[Pointing dataset data]
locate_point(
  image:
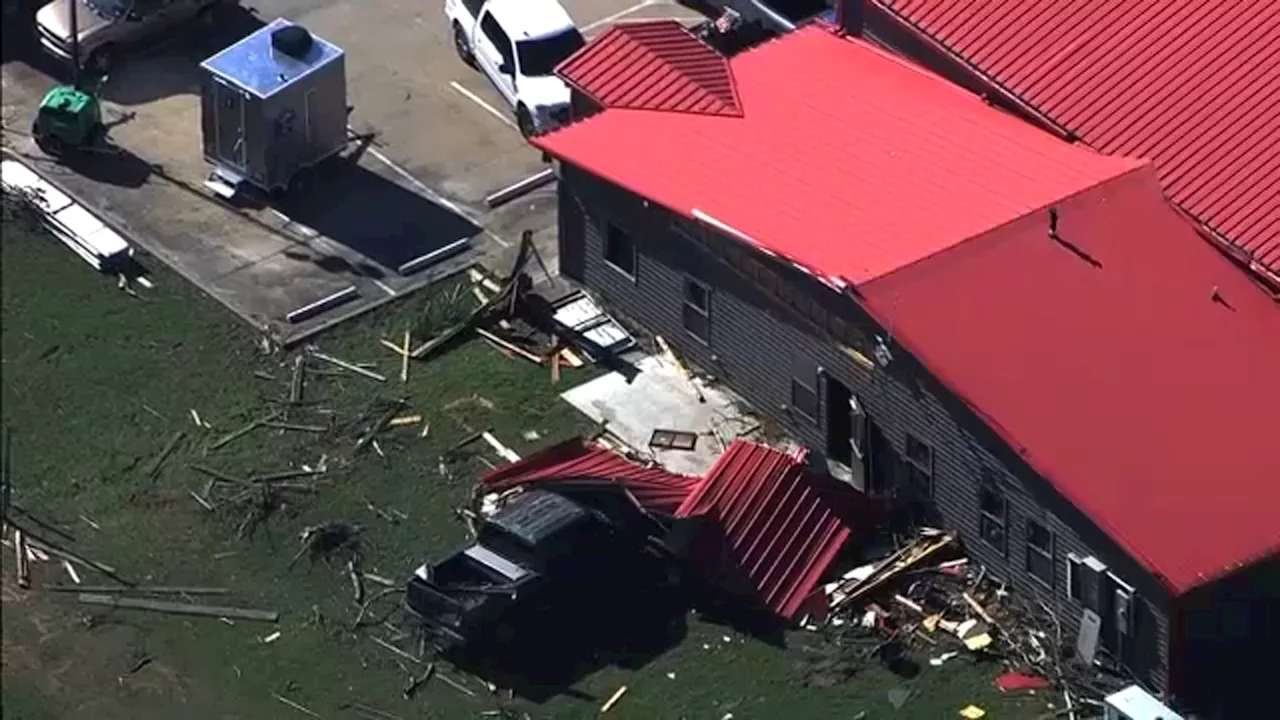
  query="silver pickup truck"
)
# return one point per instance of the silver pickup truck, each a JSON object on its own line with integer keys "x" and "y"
{"x": 106, "y": 27}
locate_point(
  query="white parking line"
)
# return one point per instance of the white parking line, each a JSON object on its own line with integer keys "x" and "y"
{"x": 484, "y": 105}
{"x": 621, "y": 14}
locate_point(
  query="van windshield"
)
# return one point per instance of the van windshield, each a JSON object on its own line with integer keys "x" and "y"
{"x": 540, "y": 57}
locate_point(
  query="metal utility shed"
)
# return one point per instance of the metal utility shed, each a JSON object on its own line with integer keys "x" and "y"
{"x": 273, "y": 105}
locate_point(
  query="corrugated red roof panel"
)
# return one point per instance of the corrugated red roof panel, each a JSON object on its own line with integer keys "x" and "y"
{"x": 781, "y": 532}
{"x": 653, "y": 65}
{"x": 1188, "y": 83}
{"x": 1147, "y": 395}
{"x": 1143, "y": 388}
{"x": 927, "y": 167}
{"x": 653, "y": 487}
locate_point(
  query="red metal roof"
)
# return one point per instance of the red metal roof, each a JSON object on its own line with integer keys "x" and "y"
{"x": 1146, "y": 388}
{"x": 653, "y": 65}
{"x": 781, "y": 532}
{"x": 1188, "y": 83}
{"x": 928, "y": 165}
{"x": 653, "y": 487}
{"x": 1143, "y": 388}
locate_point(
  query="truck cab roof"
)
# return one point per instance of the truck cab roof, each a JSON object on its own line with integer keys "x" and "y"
{"x": 530, "y": 19}
{"x": 535, "y": 515}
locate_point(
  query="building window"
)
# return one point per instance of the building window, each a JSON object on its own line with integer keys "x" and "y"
{"x": 698, "y": 310}
{"x": 993, "y": 518}
{"x": 804, "y": 399}
{"x": 620, "y": 251}
{"x": 919, "y": 465}
{"x": 1040, "y": 552}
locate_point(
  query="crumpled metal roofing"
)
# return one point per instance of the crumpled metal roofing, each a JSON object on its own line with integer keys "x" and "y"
{"x": 653, "y": 65}
{"x": 576, "y": 460}
{"x": 781, "y": 532}
{"x": 1191, "y": 85}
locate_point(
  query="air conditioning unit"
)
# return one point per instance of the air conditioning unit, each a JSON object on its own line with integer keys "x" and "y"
{"x": 1136, "y": 703}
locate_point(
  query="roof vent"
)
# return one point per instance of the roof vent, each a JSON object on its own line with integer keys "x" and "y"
{"x": 293, "y": 41}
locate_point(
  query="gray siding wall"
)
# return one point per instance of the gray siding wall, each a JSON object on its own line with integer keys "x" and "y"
{"x": 755, "y": 346}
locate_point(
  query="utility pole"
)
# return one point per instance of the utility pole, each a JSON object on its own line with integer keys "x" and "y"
{"x": 74, "y": 18}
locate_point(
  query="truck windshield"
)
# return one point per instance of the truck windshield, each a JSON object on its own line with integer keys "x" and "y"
{"x": 540, "y": 57}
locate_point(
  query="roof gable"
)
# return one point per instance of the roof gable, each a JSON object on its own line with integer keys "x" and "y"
{"x": 653, "y": 65}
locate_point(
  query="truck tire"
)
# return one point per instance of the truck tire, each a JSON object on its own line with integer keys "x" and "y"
{"x": 525, "y": 122}
{"x": 462, "y": 46}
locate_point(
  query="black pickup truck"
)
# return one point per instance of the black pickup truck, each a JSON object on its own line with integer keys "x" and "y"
{"x": 542, "y": 550}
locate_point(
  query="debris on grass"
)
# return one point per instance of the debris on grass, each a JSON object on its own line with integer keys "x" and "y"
{"x": 348, "y": 367}
{"x": 178, "y": 607}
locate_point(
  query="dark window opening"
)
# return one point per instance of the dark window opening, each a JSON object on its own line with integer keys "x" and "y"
{"x": 698, "y": 310}
{"x": 620, "y": 251}
{"x": 993, "y": 518}
{"x": 804, "y": 399}
{"x": 919, "y": 466}
{"x": 539, "y": 58}
{"x": 1040, "y": 552}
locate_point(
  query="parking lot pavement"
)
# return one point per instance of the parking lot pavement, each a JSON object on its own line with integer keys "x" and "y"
{"x": 440, "y": 141}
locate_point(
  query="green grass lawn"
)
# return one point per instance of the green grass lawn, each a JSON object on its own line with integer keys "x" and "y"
{"x": 95, "y": 384}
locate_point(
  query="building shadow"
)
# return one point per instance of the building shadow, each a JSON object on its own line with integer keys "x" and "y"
{"x": 375, "y": 217}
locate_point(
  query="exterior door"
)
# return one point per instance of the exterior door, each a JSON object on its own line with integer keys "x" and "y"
{"x": 229, "y": 121}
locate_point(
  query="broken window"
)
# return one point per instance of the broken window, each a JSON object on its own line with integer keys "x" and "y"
{"x": 1040, "y": 552}
{"x": 993, "y": 518}
{"x": 698, "y": 310}
{"x": 804, "y": 397}
{"x": 620, "y": 251}
{"x": 919, "y": 465}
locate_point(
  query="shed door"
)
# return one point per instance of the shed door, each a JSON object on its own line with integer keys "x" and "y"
{"x": 229, "y": 121}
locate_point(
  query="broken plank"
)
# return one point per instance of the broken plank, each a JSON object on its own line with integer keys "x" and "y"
{"x": 508, "y": 346}
{"x": 152, "y": 589}
{"x": 164, "y": 454}
{"x": 502, "y": 450}
{"x": 350, "y": 367}
{"x": 178, "y": 607}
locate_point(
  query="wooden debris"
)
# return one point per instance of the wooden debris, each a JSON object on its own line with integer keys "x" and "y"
{"x": 178, "y": 607}
{"x": 396, "y": 650}
{"x": 415, "y": 683}
{"x": 502, "y": 450}
{"x": 613, "y": 700}
{"x": 405, "y": 358}
{"x": 141, "y": 589}
{"x": 455, "y": 684}
{"x": 154, "y": 469}
{"x": 295, "y": 706}
{"x": 202, "y": 502}
{"x": 216, "y": 474}
{"x": 297, "y": 381}
{"x": 295, "y": 427}
{"x": 508, "y": 346}
{"x": 286, "y": 475}
{"x": 19, "y": 546}
{"x": 350, "y": 367}
{"x": 379, "y": 425}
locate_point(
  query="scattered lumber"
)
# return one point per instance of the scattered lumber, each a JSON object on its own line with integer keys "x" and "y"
{"x": 142, "y": 589}
{"x": 178, "y": 607}
{"x": 348, "y": 367}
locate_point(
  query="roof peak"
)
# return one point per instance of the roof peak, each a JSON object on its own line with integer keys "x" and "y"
{"x": 653, "y": 65}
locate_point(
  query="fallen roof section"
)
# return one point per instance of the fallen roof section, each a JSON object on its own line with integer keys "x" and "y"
{"x": 577, "y": 461}
{"x": 1189, "y": 85}
{"x": 780, "y": 531}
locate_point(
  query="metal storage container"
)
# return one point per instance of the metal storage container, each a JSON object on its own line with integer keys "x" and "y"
{"x": 272, "y": 106}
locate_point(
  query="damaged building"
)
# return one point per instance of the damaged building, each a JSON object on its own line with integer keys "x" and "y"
{"x": 1009, "y": 335}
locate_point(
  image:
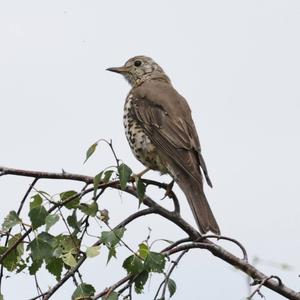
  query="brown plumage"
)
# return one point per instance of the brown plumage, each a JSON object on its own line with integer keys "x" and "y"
{"x": 162, "y": 135}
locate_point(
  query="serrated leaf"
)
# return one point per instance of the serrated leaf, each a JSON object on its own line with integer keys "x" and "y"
{"x": 104, "y": 215}
{"x": 55, "y": 266}
{"x": 112, "y": 296}
{"x": 124, "y": 175}
{"x": 36, "y": 201}
{"x": 13, "y": 259}
{"x": 133, "y": 264}
{"x": 41, "y": 247}
{"x": 155, "y": 262}
{"x": 139, "y": 281}
{"x": 97, "y": 180}
{"x": 73, "y": 222}
{"x": 171, "y": 287}
{"x": 11, "y": 220}
{"x": 141, "y": 188}
{"x": 92, "y": 251}
{"x": 51, "y": 220}
{"x": 111, "y": 253}
{"x": 69, "y": 244}
{"x": 89, "y": 209}
{"x": 38, "y": 216}
{"x": 83, "y": 291}
{"x": 35, "y": 266}
{"x": 65, "y": 196}
{"x": 69, "y": 259}
{"x": 112, "y": 238}
{"x": 90, "y": 151}
{"x": 107, "y": 175}
{"x": 143, "y": 250}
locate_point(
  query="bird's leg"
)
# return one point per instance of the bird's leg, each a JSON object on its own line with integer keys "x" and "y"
{"x": 139, "y": 175}
{"x": 169, "y": 188}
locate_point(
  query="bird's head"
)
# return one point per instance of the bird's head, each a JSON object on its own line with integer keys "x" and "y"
{"x": 139, "y": 69}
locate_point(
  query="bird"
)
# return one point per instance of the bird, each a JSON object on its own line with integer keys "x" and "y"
{"x": 162, "y": 134}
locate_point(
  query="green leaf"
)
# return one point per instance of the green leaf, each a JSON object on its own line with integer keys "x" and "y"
{"x": 35, "y": 266}
{"x": 69, "y": 244}
{"x": 38, "y": 216}
{"x": 111, "y": 253}
{"x": 90, "y": 151}
{"x": 155, "y": 262}
{"x": 51, "y": 220}
{"x": 65, "y": 196}
{"x": 73, "y": 222}
{"x": 104, "y": 215}
{"x": 140, "y": 281}
{"x": 143, "y": 250}
{"x": 69, "y": 259}
{"x": 83, "y": 291}
{"x": 11, "y": 220}
{"x": 112, "y": 296}
{"x": 97, "y": 180}
{"x": 171, "y": 287}
{"x": 112, "y": 238}
{"x": 55, "y": 266}
{"x": 141, "y": 188}
{"x": 89, "y": 209}
{"x": 133, "y": 264}
{"x": 36, "y": 201}
{"x": 42, "y": 246}
{"x": 124, "y": 175}
{"x": 92, "y": 251}
{"x": 13, "y": 259}
{"x": 107, "y": 175}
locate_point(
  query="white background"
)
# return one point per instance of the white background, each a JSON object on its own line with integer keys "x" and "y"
{"x": 238, "y": 65}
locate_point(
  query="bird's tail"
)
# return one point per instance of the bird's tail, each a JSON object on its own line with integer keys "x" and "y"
{"x": 199, "y": 205}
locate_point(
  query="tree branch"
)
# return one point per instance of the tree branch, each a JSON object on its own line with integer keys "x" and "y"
{"x": 173, "y": 217}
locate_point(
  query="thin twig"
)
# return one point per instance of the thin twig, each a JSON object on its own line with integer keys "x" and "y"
{"x": 106, "y": 292}
{"x": 164, "y": 283}
{"x": 221, "y": 237}
{"x": 83, "y": 258}
{"x": 262, "y": 282}
{"x": 18, "y": 213}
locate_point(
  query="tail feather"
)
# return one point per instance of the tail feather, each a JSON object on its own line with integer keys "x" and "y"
{"x": 199, "y": 205}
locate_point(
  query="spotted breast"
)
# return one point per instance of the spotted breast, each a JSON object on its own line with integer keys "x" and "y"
{"x": 141, "y": 146}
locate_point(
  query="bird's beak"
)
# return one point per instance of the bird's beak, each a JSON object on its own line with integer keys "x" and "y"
{"x": 120, "y": 70}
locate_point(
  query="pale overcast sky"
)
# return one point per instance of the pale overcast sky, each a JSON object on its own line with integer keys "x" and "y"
{"x": 238, "y": 65}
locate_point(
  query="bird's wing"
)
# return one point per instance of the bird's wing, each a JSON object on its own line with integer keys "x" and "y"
{"x": 171, "y": 134}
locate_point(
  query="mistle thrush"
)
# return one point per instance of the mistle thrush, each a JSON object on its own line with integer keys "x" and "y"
{"x": 162, "y": 135}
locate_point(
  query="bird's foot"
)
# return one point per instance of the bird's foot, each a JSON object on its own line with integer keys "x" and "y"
{"x": 136, "y": 177}
{"x": 169, "y": 190}
{"x": 139, "y": 175}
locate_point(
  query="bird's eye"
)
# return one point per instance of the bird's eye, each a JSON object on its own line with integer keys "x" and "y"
{"x": 137, "y": 63}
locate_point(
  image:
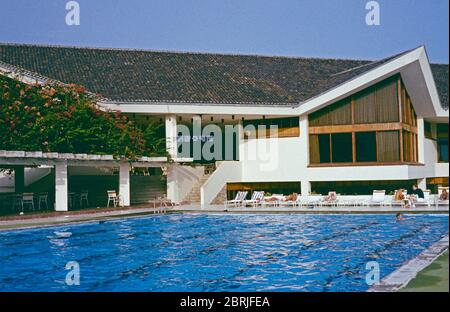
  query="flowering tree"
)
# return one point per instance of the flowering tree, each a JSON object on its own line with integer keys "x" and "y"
{"x": 65, "y": 119}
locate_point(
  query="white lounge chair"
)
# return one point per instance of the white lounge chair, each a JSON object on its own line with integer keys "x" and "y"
{"x": 426, "y": 200}
{"x": 401, "y": 202}
{"x": 273, "y": 203}
{"x": 311, "y": 200}
{"x": 290, "y": 203}
{"x": 329, "y": 202}
{"x": 378, "y": 198}
{"x": 438, "y": 199}
{"x": 257, "y": 198}
{"x": 237, "y": 201}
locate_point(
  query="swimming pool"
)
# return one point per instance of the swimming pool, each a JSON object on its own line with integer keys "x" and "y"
{"x": 210, "y": 252}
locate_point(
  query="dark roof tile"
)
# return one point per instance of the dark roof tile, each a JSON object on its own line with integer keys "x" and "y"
{"x": 136, "y": 75}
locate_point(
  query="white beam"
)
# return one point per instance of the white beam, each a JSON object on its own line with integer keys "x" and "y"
{"x": 171, "y": 135}
{"x": 124, "y": 183}
{"x": 61, "y": 186}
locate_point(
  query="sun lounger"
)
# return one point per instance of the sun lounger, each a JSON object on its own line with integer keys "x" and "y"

What you will do →
Return every line of the data above that contains the word "breast", treating case as significant.

Answer to this task →
  query="spotted breast"
# return one point per instance of the spotted breast, each a JSON object on its own line with integer keys "x" and "y"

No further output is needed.